TASK DIRECTIONS | From the line with "x=436, y=848" through the line with "x=477, y=818", inclusive, return each line of the data below exactly and leave the rest out.

RECORDS PROVIDED |
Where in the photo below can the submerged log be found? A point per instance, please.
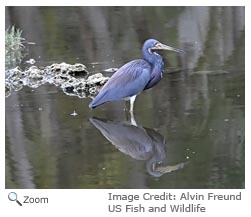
(74, 80)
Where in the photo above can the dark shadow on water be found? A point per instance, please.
(138, 142)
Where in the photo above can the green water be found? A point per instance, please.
(195, 115)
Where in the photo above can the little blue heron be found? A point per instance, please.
(135, 76)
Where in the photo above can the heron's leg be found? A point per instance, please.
(132, 99)
(133, 122)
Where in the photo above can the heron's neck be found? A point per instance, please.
(157, 66)
(153, 58)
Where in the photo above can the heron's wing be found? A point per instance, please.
(128, 81)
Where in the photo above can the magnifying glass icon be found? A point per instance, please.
(13, 197)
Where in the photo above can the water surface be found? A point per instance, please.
(190, 127)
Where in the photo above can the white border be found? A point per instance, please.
(94, 202)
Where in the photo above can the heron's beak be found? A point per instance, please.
(160, 46)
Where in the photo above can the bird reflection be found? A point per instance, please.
(140, 143)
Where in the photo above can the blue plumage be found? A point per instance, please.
(135, 76)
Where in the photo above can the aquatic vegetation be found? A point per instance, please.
(74, 80)
(13, 47)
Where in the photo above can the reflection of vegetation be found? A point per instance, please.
(13, 46)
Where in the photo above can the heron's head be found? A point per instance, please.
(152, 45)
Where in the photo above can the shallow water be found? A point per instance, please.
(190, 127)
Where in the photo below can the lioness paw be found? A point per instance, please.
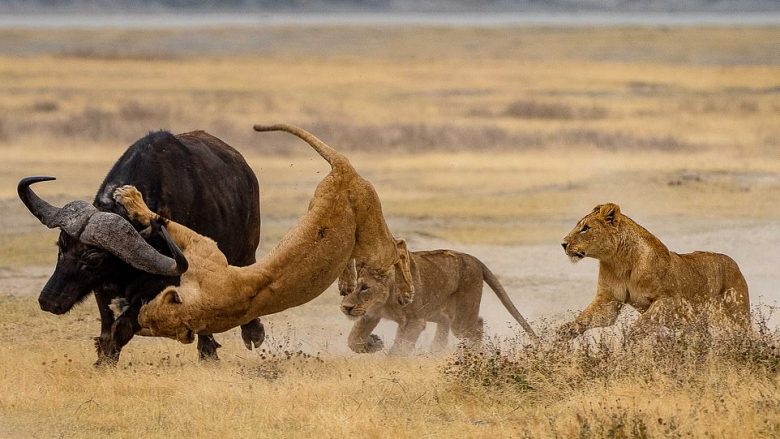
(569, 331)
(405, 298)
(133, 202)
(372, 344)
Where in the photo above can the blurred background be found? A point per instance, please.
(488, 127)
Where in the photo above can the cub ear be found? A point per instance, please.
(609, 212)
(171, 296)
(404, 264)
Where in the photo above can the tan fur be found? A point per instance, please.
(344, 222)
(637, 269)
(448, 291)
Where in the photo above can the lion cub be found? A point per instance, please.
(448, 292)
(637, 269)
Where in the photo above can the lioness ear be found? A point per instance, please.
(348, 279)
(171, 296)
(404, 264)
(609, 212)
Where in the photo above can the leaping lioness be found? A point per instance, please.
(637, 269)
(344, 222)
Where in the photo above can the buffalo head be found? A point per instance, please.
(87, 240)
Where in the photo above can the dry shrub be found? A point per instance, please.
(45, 106)
(686, 357)
(529, 109)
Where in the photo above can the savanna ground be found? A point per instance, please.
(491, 141)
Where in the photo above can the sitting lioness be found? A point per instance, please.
(637, 269)
(448, 291)
(344, 222)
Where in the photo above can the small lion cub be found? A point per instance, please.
(448, 292)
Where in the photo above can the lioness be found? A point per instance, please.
(344, 222)
(636, 268)
(448, 291)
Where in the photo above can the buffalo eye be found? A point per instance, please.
(90, 259)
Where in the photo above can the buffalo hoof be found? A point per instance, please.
(253, 333)
(207, 348)
(107, 356)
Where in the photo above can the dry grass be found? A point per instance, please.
(481, 136)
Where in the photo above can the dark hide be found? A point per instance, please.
(194, 179)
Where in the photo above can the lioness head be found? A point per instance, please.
(163, 317)
(366, 290)
(595, 235)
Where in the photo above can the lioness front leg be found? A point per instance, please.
(406, 337)
(663, 313)
(442, 337)
(603, 311)
(361, 340)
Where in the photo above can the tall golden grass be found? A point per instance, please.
(481, 136)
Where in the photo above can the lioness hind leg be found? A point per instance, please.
(361, 340)
(406, 337)
(133, 202)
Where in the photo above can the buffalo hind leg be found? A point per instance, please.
(441, 339)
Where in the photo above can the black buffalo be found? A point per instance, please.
(194, 179)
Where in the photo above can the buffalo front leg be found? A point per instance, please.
(406, 337)
(253, 333)
(107, 356)
(663, 313)
(207, 347)
(361, 340)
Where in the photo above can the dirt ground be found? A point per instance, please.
(489, 141)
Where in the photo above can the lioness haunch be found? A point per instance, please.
(344, 222)
(447, 291)
(637, 269)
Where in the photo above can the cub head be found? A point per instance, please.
(595, 235)
(366, 289)
(164, 316)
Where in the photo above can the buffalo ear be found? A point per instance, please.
(609, 212)
(171, 296)
(404, 264)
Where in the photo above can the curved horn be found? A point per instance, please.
(112, 232)
(71, 217)
(42, 210)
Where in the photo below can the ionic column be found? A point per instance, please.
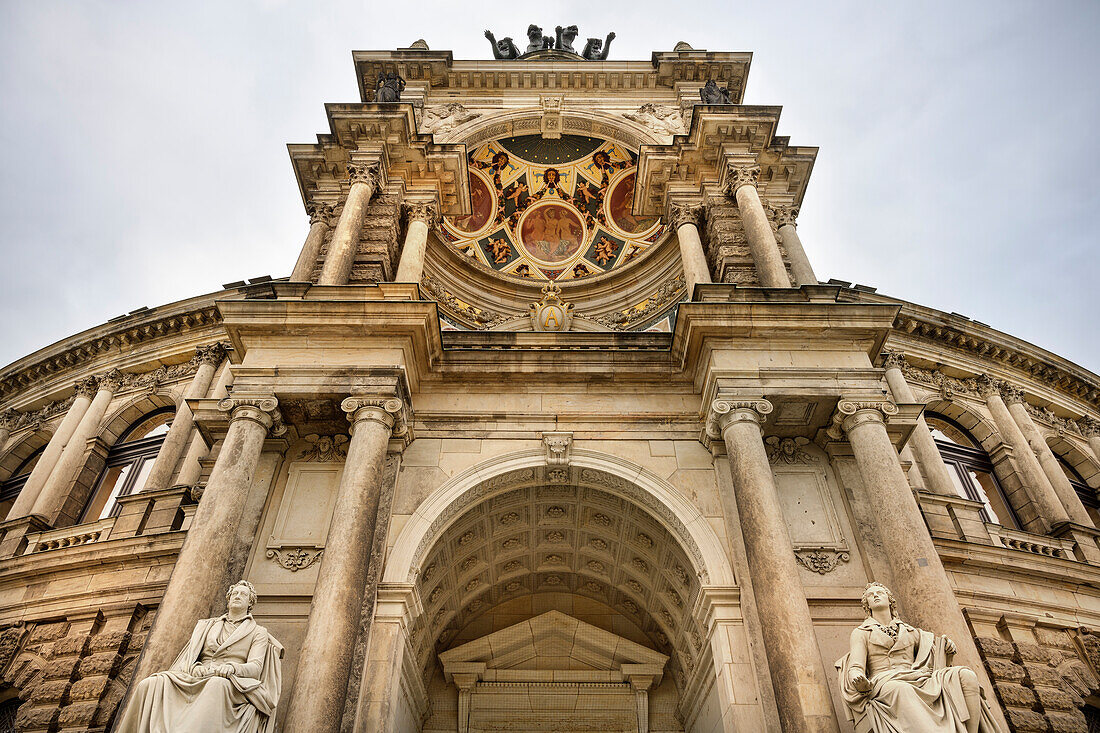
(175, 442)
(685, 221)
(8, 418)
(1014, 398)
(421, 218)
(936, 474)
(52, 499)
(86, 389)
(319, 217)
(1049, 507)
(197, 578)
(741, 182)
(790, 642)
(1091, 429)
(800, 263)
(191, 469)
(317, 700)
(364, 181)
(919, 580)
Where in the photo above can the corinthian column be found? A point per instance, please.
(936, 474)
(1046, 510)
(421, 218)
(800, 263)
(685, 221)
(364, 181)
(1014, 398)
(8, 418)
(197, 578)
(52, 501)
(179, 433)
(319, 217)
(919, 577)
(86, 389)
(1091, 429)
(741, 182)
(320, 688)
(788, 628)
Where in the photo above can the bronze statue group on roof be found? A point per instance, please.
(594, 50)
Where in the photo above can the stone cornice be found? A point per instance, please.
(121, 336)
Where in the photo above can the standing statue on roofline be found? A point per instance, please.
(899, 678)
(226, 680)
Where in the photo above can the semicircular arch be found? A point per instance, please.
(611, 473)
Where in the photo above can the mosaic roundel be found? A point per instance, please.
(551, 209)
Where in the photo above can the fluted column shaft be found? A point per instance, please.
(183, 423)
(24, 503)
(317, 700)
(1046, 460)
(341, 256)
(1091, 430)
(762, 244)
(318, 227)
(51, 500)
(421, 218)
(190, 470)
(790, 642)
(920, 580)
(936, 474)
(685, 220)
(800, 263)
(1049, 507)
(197, 576)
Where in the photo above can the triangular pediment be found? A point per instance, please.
(552, 641)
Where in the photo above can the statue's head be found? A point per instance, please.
(875, 595)
(238, 592)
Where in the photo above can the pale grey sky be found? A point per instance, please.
(144, 157)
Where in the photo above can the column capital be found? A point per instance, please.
(111, 380)
(9, 418)
(319, 212)
(853, 413)
(211, 353)
(1011, 394)
(369, 173)
(685, 214)
(727, 411)
(740, 175)
(87, 387)
(257, 408)
(894, 360)
(426, 211)
(785, 216)
(388, 411)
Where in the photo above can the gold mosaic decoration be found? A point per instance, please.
(552, 209)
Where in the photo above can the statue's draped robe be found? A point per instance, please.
(176, 701)
(912, 686)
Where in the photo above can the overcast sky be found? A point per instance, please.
(144, 156)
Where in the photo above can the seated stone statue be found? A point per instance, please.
(227, 678)
(897, 678)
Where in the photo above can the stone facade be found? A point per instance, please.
(587, 447)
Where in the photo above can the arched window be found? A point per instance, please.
(971, 470)
(1085, 492)
(128, 463)
(13, 484)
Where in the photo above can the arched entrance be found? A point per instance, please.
(539, 591)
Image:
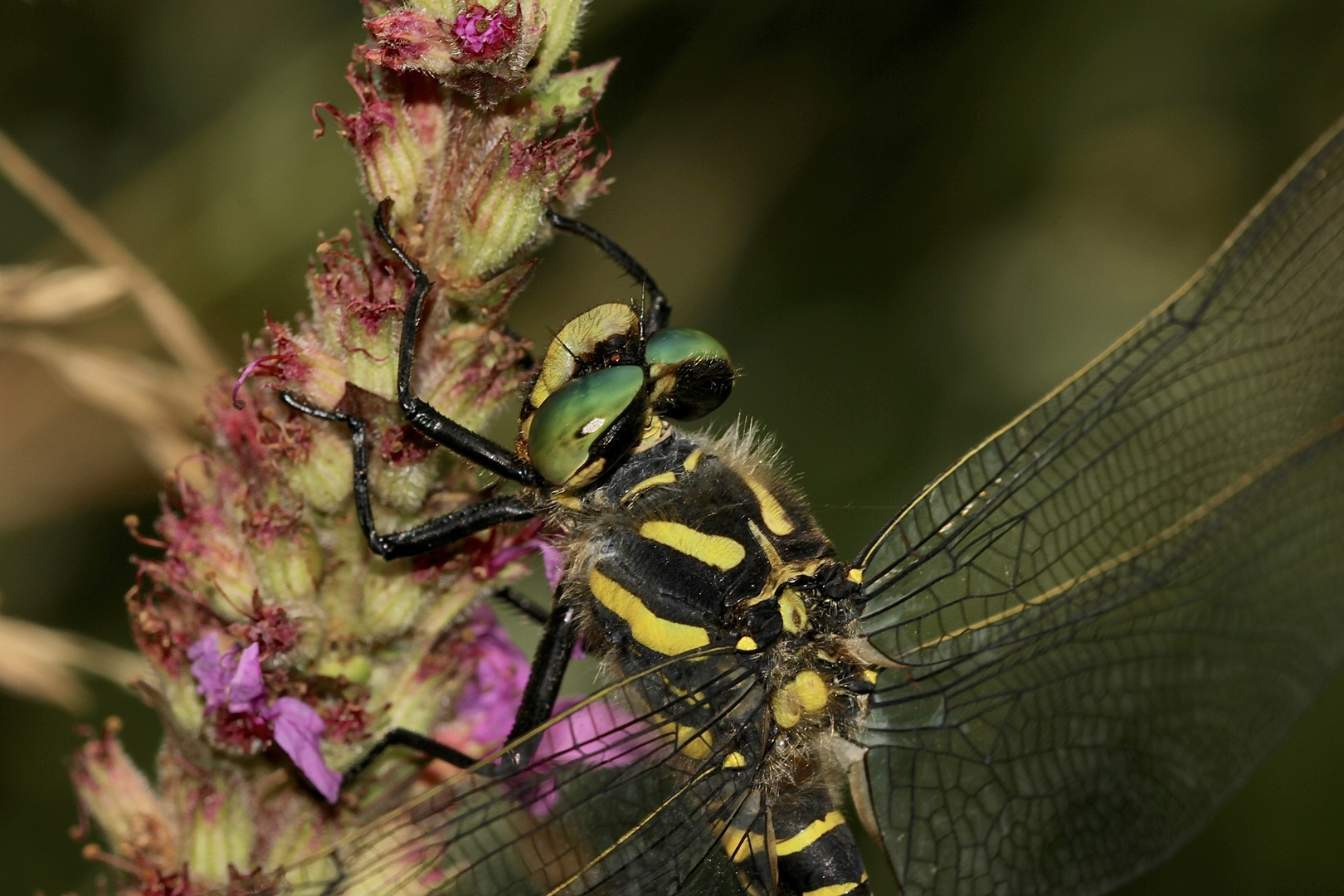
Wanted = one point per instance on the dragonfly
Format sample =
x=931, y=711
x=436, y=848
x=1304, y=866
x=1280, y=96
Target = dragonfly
x=1042, y=676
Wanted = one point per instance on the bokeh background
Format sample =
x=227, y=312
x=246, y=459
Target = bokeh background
x=906, y=219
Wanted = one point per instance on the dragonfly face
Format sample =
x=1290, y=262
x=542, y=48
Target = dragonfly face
x=1040, y=677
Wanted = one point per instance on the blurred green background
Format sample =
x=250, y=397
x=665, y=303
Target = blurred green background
x=906, y=219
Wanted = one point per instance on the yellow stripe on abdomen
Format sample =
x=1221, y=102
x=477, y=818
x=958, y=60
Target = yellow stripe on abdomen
x=834, y=889
x=810, y=835
x=711, y=550
x=656, y=633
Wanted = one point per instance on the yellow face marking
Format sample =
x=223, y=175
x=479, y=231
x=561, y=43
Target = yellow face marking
x=711, y=550
x=772, y=514
x=655, y=633
x=580, y=336
x=661, y=479
x=834, y=889
x=811, y=835
x=793, y=611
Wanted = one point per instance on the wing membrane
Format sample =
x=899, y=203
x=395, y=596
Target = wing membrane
x=1112, y=610
x=624, y=796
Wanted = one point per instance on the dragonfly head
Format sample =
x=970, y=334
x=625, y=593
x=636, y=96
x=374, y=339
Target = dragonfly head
x=604, y=388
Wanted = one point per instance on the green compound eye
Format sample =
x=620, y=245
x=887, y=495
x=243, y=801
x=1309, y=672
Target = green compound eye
x=576, y=416
x=679, y=344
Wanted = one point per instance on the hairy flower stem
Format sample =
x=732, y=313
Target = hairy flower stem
x=279, y=645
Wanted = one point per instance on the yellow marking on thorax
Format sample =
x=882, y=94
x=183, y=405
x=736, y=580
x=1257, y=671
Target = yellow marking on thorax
x=806, y=694
x=834, y=889
x=654, y=631
x=711, y=550
x=661, y=479
x=810, y=835
x=772, y=514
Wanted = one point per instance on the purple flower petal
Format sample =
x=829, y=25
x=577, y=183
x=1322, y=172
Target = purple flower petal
x=246, y=687
x=299, y=731
x=208, y=670
x=489, y=700
x=553, y=561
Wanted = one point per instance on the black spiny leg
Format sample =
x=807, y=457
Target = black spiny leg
x=421, y=414
x=426, y=536
x=520, y=603
x=659, y=310
x=543, y=687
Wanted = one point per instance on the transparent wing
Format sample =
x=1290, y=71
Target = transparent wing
x=1109, y=613
x=628, y=794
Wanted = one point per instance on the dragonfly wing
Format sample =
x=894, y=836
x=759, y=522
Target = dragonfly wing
x=1109, y=613
x=626, y=796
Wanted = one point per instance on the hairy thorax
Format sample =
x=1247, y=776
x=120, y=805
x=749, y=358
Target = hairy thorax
x=698, y=546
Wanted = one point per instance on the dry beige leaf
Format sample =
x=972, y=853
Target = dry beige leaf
x=32, y=295
x=41, y=663
x=151, y=398
x=175, y=327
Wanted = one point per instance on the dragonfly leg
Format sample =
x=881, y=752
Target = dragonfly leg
x=659, y=309
x=437, y=533
x=543, y=687
x=520, y=603
x=420, y=412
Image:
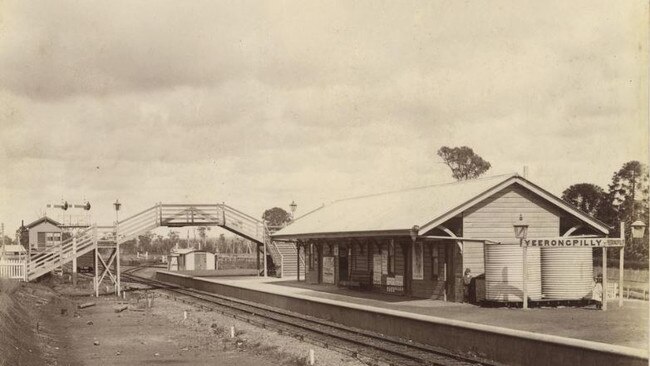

REPLY TO THE EXERCISE |
x=436, y=848
x=1304, y=866
x=1280, y=96
Target = dragonfly
x=1042, y=676
Wanted = one point per instance on the bokeh background
Format sample =
x=227, y=312
x=246, y=459
Target = bokeh background
x=906, y=219
Wanted = one point per instance on the dragonfly face
Format sample =
x=1290, y=262
x=542, y=48
Target = dragonfly face
x=1040, y=677
Wanted = one point per instance on the blurred green background
Format sample =
x=250, y=397
x=665, y=303
Target = blurred green background
x=906, y=219
Wanted = one point per instance on the yellow stripe on abdomen
Format sample =
x=1221, y=102
x=477, y=818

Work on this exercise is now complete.